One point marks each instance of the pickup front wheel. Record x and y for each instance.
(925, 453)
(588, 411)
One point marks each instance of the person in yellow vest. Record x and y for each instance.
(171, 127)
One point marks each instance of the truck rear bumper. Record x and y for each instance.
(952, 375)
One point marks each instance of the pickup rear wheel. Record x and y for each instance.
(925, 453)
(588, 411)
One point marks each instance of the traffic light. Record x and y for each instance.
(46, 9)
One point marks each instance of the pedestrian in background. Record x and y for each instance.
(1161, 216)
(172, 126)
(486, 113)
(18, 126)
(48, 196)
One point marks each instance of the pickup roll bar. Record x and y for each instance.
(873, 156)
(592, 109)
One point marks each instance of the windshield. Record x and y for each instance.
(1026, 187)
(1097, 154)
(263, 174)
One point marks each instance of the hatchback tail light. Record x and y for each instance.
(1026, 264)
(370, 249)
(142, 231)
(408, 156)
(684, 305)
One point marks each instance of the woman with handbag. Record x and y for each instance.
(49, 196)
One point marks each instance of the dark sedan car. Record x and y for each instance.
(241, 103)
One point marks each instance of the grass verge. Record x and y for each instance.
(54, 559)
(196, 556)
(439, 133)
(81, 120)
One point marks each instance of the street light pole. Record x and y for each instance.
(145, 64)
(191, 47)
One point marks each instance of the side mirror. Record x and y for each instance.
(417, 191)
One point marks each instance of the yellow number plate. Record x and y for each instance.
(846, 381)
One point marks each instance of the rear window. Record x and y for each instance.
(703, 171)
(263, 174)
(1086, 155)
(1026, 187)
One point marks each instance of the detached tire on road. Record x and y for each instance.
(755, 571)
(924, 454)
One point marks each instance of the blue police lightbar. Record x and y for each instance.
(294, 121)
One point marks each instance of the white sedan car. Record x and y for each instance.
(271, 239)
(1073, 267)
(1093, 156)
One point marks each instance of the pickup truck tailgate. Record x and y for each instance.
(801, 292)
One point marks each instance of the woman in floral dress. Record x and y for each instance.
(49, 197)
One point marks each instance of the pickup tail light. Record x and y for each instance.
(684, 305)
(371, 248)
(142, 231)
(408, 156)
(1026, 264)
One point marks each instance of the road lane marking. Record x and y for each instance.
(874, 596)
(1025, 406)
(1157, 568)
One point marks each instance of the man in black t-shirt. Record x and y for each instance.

==========

## Description of the task
Rewrite all of the data above as a numbered list, one line per item, leaving out any blank lines.

## Response
1. One point marks each instance of the pickup front wheel. Record x and y for each instance.
2. (925, 453)
3. (588, 411)
4. One point marks each instance of the person in yellow vest. Record x and y for each instance.
5. (171, 127)
6. One point marks each instance of the truck rear bumper. Record x and y for each instance.
7. (952, 375)
8. One point marks each instance of the pickup rear wheel. Record x and y for each instance.
9. (925, 453)
10. (588, 411)
11. One point marks each instance of the traffic light. Record x and y for each instance.
12. (46, 9)
13. One point marks each instance of the pedestrian in background. Record x and y for each instance.
14. (1161, 216)
15. (172, 126)
16. (486, 113)
17. (18, 126)
18. (48, 196)
19. One point marks each instance of the pickup roll bar. Record x and y for each instance.
20. (873, 156)
21. (592, 109)
22. One point marks each instance of the windshield. Record x and y for each instance.
23. (1026, 187)
24. (1097, 154)
25. (263, 174)
26. One point marks each instance of the hatchback tail light. Record x and y for each instance.
27. (1026, 264)
28. (370, 249)
29. (142, 231)
30. (408, 156)
31. (684, 305)
32. One point marks each instance of the woman with handbag. Record x and y for each instance.
33. (49, 196)
34. One point marks each instance of the dark sedan car. Record x and y for each instance.
35. (241, 103)
36. One point marks each instance of the grass verge. Record x and y for each instance.
37. (54, 559)
38. (196, 556)
39. (439, 133)
40. (81, 120)
41. One point marks each instance of the street light pole. Record x and y for each instance.
42. (145, 64)
43. (191, 47)
44. One point marks each instance of the side mirror. Record x and y for each instance.
45. (417, 191)
46. One point marks each instance of the yellow number plate. Record x and y for each instance.
47. (846, 381)
48. One point marks each instance of the rear window. Record x and y for each instance.
49. (703, 171)
50. (263, 174)
51. (1086, 155)
52. (1026, 187)
53. One point marks each instance of the detached tire on road. Record x and y for each instance.
54. (755, 571)
55. (924, 454)
56. One point marks each instance of the blue police lightbar. Record x and y for each instance.
57. (294, 121)
58. One point marks each instance of the white sedan car. Record x and y for each instance.
59. (271, 239)
60. (1073, 267)
61. (1093, 156)
62. One point marks each instance of the pickup truck tailgate. Record x and y for each instance.
63. (801, 292)
64. One point marks each instance of the woman in floral dress. Record x and y for each instance.
65. (49, 197)
66. One point marks each instance of the pickup tail light. Record x and y for each instance.
67. (684, 305)
68. (371, 248)
69. (142, 231)
70. (408, 156)
71. (1026, 264)
72. One point marks each instance of the road lane marking. Record x and y for each instance.
73. (874, 596)
74. (1025, 406)
75. (1157, 568)
76. One point marks each instance of the man in black t-shirt. Record x and y for each instance.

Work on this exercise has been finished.